■ **Objective**: Return every line of the items below that contains the word "lake", matching case exactly.

■ **Exercise material**:
↓
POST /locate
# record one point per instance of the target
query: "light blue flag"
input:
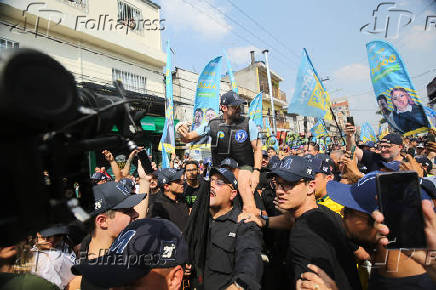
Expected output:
(367, 133)
(231, 76)
(396, 96)
(431, 115)
(255, 110)
(319, 129)
(167, 142)
(310, 97)
(207, 99)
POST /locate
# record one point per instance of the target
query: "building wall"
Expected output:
(90, 54)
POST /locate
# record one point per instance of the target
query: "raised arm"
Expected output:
(114, 165)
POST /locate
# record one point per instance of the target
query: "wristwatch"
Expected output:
(266, 219)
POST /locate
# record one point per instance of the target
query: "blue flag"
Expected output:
(310, 97)
(207, 99)
(319, 129)
(231, 76)
(255, 110)
(396, 96)
(167, 142)
(367, 133)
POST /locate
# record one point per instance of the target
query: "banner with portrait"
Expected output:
(396, 96)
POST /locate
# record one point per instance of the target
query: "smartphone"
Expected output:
(399, 200)
(145, 161)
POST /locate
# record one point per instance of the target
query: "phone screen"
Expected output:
(145, 161)
(399, 200)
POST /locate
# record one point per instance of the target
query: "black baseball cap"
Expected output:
(54, 230)
(232, 99)
(293, 168)
(227, 174)
(229, 163)
(143, 245)
(114, 195)
(392, 138)
(170, 174)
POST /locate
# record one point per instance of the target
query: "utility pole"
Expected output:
(268, 74)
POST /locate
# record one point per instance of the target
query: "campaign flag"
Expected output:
(167, 141)
(310, 97)
(255, 110)
(367, 133)
(319, 129)
(207, 99)
(396, 96)
(431, 115)
(231, 76)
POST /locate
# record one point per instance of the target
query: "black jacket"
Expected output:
(233, 253)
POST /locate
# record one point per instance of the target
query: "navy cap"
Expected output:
(143, 245)
(229, 162)
(392, 138)
(227, 174)
(114, 195)
(232, 99)
(98, 176)
(170, 174)
(369, 144)
(392, 165)
(361, 196)
(293, 168)
(320, 164)
(54, 230)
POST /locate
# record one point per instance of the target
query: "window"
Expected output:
(129, 15)
(131, 82)
(4, 43)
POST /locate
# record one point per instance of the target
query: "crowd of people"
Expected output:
(292, 218)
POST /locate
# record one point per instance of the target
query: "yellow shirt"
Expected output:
(332, 205)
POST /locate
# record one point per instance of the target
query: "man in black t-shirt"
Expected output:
(315, 237)
(170, 203)
(192, 184)
(391, 146)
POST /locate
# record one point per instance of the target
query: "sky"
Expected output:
(199, 30)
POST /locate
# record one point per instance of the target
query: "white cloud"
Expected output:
(418, 39)
(199, 17)
(241, 55)
(352, 73)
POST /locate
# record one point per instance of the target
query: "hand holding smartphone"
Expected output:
(399, 199)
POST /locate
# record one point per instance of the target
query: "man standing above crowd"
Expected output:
(391, 146)
(225, 253)
(233, 136)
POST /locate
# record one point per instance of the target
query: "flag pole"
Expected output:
(268, 74)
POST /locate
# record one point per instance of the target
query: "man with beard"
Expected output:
(391, 146)
(233, 136)
(192, 182)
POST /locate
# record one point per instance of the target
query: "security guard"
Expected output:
(236, 137)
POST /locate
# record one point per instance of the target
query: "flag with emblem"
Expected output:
(395, 93)
(367, 133)
(255, 110)
(319, 129)
(206, 104)
(167, 142)
(230, 72)
(310, 97)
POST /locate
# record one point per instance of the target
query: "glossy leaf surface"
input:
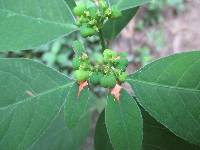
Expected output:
(124, 122)
(169, 89)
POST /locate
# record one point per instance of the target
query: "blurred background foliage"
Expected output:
(160, 28)
(59, 53)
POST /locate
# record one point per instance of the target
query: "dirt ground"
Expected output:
(181, 33)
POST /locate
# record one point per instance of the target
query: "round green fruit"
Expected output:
(79, 9)
(87, 31)
(81, 75)
(116, 13)
(108, 81)
(109, 55)
(76, 63)
(122, 77)
(121, 63)
(96, 78)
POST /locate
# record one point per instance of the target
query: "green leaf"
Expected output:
(71, 4)
(31, 97)
(59, 137)
(101, 139)
(157, 137)
(124, 122)
(29, 24)
(129, 8)
(76, 106)
(169, 89)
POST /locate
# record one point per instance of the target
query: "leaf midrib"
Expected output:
(163, 85)
(37, 95)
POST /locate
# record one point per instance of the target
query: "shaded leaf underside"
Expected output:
(169, 89)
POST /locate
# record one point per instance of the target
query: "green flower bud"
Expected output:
(79, 9)
(92, 12)
(116, 13)
(81, 75)
(96, 78)
(87, 31)
(76, 63)
(121, 64)
(98, 57)
(108, 81)
(109, 55)
(122, 77)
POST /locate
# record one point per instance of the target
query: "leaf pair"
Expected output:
(155, 136)
(31, 108)
(169, 90)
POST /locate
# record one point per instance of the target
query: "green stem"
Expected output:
(103, 44)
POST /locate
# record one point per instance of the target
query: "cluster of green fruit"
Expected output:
(91, 19)
(107, 73)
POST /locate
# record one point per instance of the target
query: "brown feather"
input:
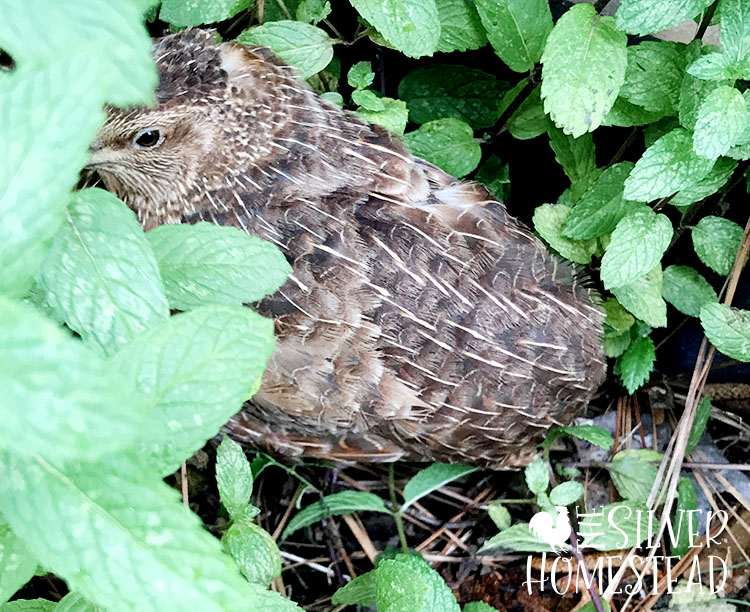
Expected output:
(421, 321)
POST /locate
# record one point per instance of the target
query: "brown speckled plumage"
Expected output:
(421, 320)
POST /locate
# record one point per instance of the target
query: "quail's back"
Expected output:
(421, 320)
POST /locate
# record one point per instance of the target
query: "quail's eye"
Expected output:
(148, 138)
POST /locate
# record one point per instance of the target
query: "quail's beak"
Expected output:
(96, 154)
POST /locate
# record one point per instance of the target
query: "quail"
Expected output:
(421, 320)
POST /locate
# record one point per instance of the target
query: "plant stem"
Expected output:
(397, 509)
(593, 593)
(707, 16)
(531, 84)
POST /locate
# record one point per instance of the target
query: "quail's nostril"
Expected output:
(7, 63)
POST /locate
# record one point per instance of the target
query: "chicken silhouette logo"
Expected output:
(554, 530)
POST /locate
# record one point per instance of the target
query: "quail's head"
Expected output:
(161, 159)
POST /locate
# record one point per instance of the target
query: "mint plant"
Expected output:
(106, 391)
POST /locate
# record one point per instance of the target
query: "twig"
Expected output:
(586, 576)
(287, 513)
(316, 566)
(184, 484)
(739, 467)
(624, 146)
(397, 510)
(707, 16)
(530, 86)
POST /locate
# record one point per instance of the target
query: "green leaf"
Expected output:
(693, 92)
(73, 602)
(124, 75)
(615, 526)
(668, 165)
(637, 245)
(398, 596)
(431, 478)
(517, 30)
(460, 26)
(499, 514)
(682, 521)
(636, 364)
(601, 207)
(412, 26)
(233, 477)
(615, 345)
(518, 538)
(716, 242)
(717, 67)
(478, 606)
(393, 117)
(183, 14)
(633, 474)
(549, 219)
(529, 120)
(617, 319)
(48, 118)
(17, 566)
(591, 433)
(537, 476)
(626, 114)
(100, 274)
(699, 424)
(313, 11)
(577, 157)
(584, 60)
(28, 605)
(333, 97)
(720, 123)
(60, 400)
(195, 370)
(494, 174)
(687, 290)
(367, 99)
(254, 550)
(643, 298)
(439, 596)
(360, 75)
(708, 185)
(728, 329)
(210, 264)
(653, 132)
(304, 46)
(443, 90)
(360, 591)
(336, 504)
(648, 16)
(65, 515)
(734, 29)
(654, 76)
(566, 493)
(448, 143)
(398, 589)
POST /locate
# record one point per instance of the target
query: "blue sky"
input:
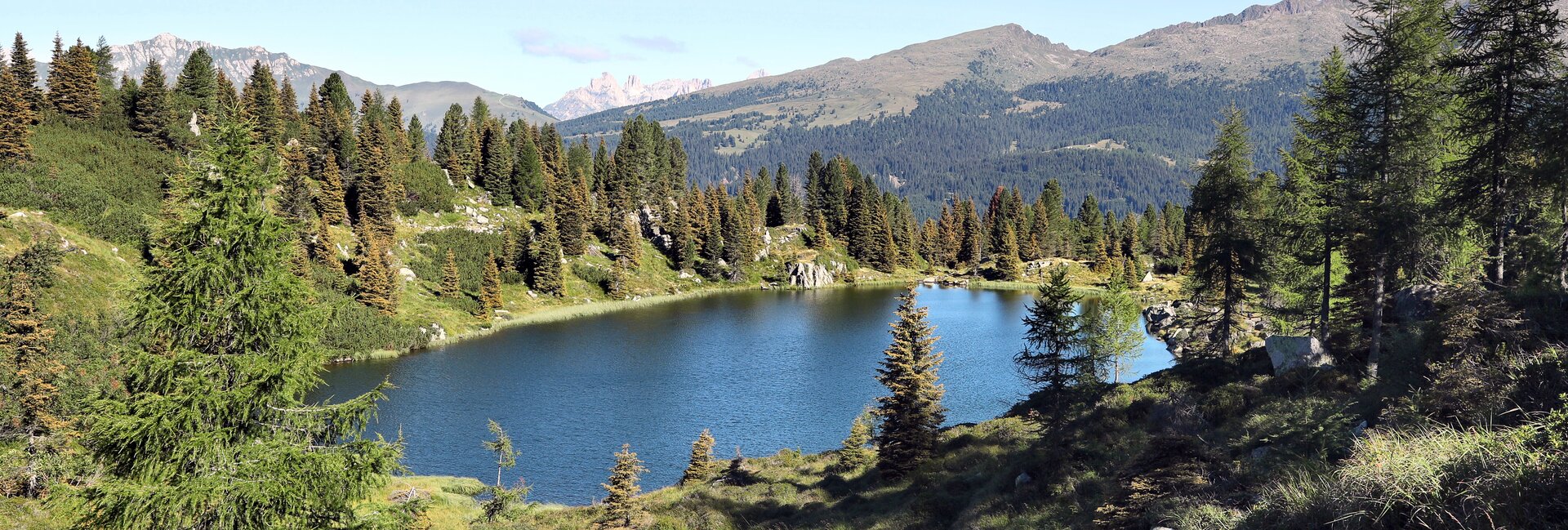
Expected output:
(540, 51)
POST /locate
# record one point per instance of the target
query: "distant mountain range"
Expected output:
(429, 100)
(604, 93)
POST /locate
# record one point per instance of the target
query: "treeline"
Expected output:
(973, 136)
(1431, 162)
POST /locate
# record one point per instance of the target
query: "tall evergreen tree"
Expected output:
(1399, 105)
(214, 430)
(1225, 203)
(74, 83)
(621, 507)
(702, 466)
(545, 256)
(452, 145)
(1053, 341)
(913, 410)
(24, 69)
(451, 281)
(16, 115)
(261, 102)
(35, 386)
(1506, 65)
(151, 114)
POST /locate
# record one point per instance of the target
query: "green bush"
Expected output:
(105, 182)
(424, 189)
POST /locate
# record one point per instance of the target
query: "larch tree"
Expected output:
(16, 117)
(621, 507)
(37, 381)
(214, 429)
(913, 410)
(451, 281)
(702, 465)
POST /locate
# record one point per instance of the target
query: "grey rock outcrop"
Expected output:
(1290, 353)
(808, 274)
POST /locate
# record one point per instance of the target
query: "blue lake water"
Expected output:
(764, 371)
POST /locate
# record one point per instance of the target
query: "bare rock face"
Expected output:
(808, 274)
(1290, 353)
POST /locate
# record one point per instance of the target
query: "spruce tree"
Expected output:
(261, 102)
(24, 69)
(74, 83)
(16, 117)
(214, 430)
(702, 466)
(621, 507)
(855, 455)
(545, 255)
(452, 145)
(151, 115)
(1506, 65)
(1227, 256)
(1399, 112)
(913, 412)
(1051, 358)
(330, 199)
(416, 140)
(490, 289)
(1007, 264)
(451, 281)
(375, 286)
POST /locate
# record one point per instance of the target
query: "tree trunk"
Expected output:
(1375, 344)
(1329, 269)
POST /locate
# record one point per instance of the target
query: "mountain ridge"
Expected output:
(425, 99)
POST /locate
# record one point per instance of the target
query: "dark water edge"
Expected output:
(764, 371)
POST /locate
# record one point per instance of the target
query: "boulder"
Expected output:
(1290, 353)
(808, 274)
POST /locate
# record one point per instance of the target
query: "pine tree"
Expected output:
(261, 102)
(545, 255)
(490, 289)
(16, 117)
(913, 412)
(25, 74)
(214, 430)
(855, 455)
(702, 466)
(74, 83)
(1225, 203)
(452, 145)
(151, 115)
(37, 380)
(451, 283)
(621, 507)
(1053, 337)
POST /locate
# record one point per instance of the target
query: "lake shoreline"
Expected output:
(604, 306)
↑
■ **Reply**:
query: "blue lake water"
query: "lake shoreline"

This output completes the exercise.